Brief: List all the lines in these records that hold "road".

= = =

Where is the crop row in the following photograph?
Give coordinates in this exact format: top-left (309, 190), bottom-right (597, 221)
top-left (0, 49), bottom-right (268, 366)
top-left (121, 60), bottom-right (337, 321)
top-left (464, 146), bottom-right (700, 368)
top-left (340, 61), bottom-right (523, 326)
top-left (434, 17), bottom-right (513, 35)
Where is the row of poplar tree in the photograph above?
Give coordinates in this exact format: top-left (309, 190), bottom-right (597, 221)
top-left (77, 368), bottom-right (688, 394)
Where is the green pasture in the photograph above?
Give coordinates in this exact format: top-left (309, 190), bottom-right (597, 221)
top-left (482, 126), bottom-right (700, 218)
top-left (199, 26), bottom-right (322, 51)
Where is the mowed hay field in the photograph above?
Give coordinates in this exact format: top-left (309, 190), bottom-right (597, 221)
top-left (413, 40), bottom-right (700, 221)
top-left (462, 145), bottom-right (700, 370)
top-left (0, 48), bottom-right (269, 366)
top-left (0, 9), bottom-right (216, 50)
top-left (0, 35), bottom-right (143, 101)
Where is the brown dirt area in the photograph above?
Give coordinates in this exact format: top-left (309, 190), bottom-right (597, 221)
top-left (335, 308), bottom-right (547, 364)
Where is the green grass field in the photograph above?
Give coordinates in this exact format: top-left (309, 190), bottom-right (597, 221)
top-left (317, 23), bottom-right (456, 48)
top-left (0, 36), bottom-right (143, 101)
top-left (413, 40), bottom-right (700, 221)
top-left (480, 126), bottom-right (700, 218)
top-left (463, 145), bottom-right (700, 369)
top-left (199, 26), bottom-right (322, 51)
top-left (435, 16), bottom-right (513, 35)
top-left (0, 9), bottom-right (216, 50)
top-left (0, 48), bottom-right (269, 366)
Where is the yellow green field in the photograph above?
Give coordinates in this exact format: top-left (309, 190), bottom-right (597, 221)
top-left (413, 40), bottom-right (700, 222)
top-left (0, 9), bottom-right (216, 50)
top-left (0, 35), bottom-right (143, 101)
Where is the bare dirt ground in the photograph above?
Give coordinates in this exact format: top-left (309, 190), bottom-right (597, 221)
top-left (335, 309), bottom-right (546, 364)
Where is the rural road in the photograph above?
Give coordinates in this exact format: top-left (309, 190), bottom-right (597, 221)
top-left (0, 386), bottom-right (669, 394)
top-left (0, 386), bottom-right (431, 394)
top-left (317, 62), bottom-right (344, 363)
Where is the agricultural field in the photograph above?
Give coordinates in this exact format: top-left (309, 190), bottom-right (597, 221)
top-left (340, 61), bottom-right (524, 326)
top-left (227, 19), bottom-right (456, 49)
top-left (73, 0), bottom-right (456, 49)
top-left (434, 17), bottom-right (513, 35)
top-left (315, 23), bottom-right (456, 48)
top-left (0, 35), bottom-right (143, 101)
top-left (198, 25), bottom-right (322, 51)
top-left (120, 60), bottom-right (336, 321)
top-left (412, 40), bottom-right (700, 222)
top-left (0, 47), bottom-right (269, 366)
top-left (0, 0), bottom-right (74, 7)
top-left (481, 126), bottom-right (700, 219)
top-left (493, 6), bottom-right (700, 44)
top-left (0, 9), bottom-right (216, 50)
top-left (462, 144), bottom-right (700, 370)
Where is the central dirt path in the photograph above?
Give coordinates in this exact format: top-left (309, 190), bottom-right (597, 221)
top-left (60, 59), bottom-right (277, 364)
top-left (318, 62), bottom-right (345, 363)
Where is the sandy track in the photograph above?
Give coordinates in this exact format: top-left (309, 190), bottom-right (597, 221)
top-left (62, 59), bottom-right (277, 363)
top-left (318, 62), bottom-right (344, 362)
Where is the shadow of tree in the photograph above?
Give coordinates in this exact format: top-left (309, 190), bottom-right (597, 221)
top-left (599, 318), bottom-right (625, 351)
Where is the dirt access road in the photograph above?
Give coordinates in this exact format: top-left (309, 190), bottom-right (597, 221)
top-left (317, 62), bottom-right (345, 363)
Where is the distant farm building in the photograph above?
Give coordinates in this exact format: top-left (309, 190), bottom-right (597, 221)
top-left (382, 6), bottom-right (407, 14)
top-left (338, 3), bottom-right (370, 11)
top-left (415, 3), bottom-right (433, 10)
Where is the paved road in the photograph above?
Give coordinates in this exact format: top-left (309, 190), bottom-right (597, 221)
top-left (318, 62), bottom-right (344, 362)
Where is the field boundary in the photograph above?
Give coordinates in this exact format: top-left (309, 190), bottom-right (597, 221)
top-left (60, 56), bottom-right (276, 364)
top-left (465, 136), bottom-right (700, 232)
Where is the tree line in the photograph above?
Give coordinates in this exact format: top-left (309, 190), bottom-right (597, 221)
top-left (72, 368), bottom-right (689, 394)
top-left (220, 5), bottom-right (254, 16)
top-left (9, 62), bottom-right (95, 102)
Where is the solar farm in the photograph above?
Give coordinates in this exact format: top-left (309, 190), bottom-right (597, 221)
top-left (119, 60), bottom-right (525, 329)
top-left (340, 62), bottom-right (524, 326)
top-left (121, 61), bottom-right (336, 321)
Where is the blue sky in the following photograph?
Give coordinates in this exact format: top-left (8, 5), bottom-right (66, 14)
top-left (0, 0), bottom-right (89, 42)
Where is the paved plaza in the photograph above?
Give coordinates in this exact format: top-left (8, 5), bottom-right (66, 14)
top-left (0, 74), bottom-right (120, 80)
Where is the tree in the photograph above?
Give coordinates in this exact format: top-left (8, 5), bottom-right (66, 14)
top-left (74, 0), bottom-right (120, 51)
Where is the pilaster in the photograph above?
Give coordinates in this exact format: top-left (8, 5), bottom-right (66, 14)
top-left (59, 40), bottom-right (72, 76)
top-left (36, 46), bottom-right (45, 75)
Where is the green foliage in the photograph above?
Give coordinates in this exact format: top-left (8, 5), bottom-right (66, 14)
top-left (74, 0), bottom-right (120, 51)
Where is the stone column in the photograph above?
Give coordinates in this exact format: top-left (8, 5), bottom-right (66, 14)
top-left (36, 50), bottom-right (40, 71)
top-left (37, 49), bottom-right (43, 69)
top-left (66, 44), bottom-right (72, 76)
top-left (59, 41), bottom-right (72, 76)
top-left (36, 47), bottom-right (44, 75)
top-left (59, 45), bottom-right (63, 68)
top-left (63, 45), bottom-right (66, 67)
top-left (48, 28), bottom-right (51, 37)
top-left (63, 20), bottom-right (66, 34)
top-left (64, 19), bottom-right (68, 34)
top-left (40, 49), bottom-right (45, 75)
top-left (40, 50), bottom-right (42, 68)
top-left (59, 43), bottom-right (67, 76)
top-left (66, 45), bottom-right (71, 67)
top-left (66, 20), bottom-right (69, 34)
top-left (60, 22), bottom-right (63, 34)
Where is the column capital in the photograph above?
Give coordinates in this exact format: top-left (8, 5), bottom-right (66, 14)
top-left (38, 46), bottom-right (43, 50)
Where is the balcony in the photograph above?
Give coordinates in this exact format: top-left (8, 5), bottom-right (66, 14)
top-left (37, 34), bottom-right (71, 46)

= = =

Solution to this task:
Where is the rural road in the photograph above?
Where is the dirt access road in the photograph above?
Where is the paved road in the photograph above?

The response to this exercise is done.